(Extract provided):
-- START --
Rumors have been circulating for months that even larger solar
manufacturers are also eyeing Oregon, including Sanyo Solar USA
LLC, a pioneer in using amorphous silicon to improve
efficiency. All of which could add up to thousands of new jobs
in an economy reeling from a protracted slowdown in building,
manufacturing and timber.
But Oregon is far from unique in shooting money at the sun. New
manufacturing plants continue to pop up in China, Singapore,
India and South Korea, not to mention Arizona, Massachusetts
and New Mexico. Competition should bring prices down over time,
boosting the market, but in the shortterm solar is nowhere near
competing with wind power, much less coal, without
subsidies.
This is a problem because subsidies are expiring in the
world’s top three solar markets, Germany, Spain and the
United States. Experts at a recent conference in Valencia,
Spain, attended by Oregon officials estimated that supply will
double demand by 2010; some went so far as to declare that the
solar bubble has burst.
-- END --
(Challenges):
• 1. In the passage on solar manufacturing in Oregon, which three markets are losing their solar subsidies?
• 2. Decide whether each statement agrees with the passage on solar manufacturing in Oregon, answering yes or no and quoting the words that settle it.
(a) Experts at the Valencia conference estimated that supply will double demand by 2010.
(b) Sanyo Solar USA LLC has already opened a plant in Oregon.
(c) In the short term, solar can compete with coal without subsidies.
• 3. Resume the passage on solar manufacturing in Oregon, picking up after its final sentence.

(Entries shown):
-- START --
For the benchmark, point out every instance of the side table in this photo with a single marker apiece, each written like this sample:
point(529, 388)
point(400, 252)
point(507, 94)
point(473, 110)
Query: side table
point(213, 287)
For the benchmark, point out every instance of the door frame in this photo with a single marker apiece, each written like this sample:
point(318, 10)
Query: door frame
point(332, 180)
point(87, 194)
-- END --
(Task responses):
• 1. Germany, Spain and the United States.

• 2.
(a) Yes: "estimated that supply will double demand by 2010"
(b) No: "Rumors have been circulating for months that even larger solar manufacturers are also eyeing Oregon, including Sanyo Solar USA LLC"
(c) No: "in the shortterm solar is nowhere near competing with wind power, much less coal, without subsidies"

• 3.
Oregon officials insist that is not the case. But they do find
themselves wagering heavily on something beyond their control:
an extension of federal investment tax credits for solar
projects. A recent report commissioned by the Solar Energy
Industry Association estimates that extending the tax credits
through 2016 could create 440,000 jobs nationally and 10,000 in
Oregon.
“The reality is that Oregon’s strategy is fairly
dependent on the outcome of federal solar policy,” notes
Christopher Dymond, senior energy analyst for the Oregon
Department of Energy. Still, as Dymond sees it, the question
for solar is not if but when. “Oregon’s current
slight lead gives us the edge,” he argues, because
“most other states are just waking up to the economic
benefit of manufacturing local renewable energy
systems.”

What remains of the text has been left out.